* _Data excerpts_:
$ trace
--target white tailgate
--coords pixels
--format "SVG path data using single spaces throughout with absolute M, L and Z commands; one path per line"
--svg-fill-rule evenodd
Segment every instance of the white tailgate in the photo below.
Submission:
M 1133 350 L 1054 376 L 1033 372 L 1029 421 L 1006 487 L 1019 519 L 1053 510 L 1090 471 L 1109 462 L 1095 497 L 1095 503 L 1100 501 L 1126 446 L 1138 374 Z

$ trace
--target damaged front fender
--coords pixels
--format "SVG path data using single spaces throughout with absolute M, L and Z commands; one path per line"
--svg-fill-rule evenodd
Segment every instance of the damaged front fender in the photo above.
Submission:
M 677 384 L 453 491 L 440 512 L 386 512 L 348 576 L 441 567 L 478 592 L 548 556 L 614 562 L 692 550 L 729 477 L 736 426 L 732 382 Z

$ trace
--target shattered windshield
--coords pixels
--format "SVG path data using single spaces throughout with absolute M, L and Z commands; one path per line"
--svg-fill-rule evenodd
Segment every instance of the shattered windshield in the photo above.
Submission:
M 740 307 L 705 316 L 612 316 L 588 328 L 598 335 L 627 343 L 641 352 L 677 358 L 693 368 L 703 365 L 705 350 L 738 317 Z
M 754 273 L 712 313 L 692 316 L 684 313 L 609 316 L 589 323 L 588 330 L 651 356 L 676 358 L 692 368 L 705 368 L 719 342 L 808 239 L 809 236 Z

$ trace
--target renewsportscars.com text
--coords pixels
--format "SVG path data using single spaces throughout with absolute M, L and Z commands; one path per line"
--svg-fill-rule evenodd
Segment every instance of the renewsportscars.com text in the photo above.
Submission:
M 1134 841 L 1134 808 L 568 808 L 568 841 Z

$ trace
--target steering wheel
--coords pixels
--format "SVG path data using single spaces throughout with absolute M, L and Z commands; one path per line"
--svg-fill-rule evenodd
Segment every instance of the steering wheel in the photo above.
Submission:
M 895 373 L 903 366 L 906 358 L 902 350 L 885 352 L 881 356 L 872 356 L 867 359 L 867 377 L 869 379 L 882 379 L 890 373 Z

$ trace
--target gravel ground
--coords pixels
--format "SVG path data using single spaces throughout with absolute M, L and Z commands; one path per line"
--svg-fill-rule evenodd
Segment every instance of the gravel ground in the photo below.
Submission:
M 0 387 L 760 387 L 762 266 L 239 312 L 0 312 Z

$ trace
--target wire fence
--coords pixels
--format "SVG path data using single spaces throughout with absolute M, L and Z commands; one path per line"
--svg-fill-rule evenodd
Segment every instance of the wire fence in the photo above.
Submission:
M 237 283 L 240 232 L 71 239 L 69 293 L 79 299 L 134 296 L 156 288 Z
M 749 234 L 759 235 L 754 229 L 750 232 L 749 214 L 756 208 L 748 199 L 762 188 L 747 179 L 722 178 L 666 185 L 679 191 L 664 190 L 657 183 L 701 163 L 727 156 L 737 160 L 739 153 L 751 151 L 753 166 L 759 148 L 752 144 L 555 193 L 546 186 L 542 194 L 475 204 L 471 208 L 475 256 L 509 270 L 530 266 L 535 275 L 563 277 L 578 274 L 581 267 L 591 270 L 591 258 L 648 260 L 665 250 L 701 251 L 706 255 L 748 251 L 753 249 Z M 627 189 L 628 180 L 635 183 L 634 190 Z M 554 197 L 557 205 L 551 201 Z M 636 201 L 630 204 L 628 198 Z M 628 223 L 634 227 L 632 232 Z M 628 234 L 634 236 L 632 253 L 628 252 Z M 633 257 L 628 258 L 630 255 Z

* _Given problem_: Reproduce every line of the data from its start through the line containing "M 677 384 L", adding -16 to each coordinate in the answers and leaving all other lines unchanged.

* _Task solution_:
$ trace
--target white tailgate
--coords pixels
--format "SVG path data using single spaces throughout with absolute M, L and Z commands; one path per line"
--svg-fill-rule evenodd
Segment every instance of the white tailgate in the photo below.
Submission:
M 1117 334 L 1038 360 L 1017 356 L 1013 405 L 990 471 L 1003 503 L 1037 494 L 1074 455 L 1093 446 L 1079 481 L 1079 487 L 1084 485 L 1110 430 L 1122 358 Z

$ trace
--target damaged front fender
--coords pixels
--format "SVG path data using single spaces throughout with absolute M, L and Z commands; one path per line"
--svg-fill-rule evenodd
Segment every instance of the damaged front fender in the photo above.
Submission:
M 661 368 L 437 475 L 424 496 L 370 496 L 332 560 L 425 551 L 462 576 L 532 540 L 598 546 L 676 534 L 713 461 L 720 410 L 716 366 Z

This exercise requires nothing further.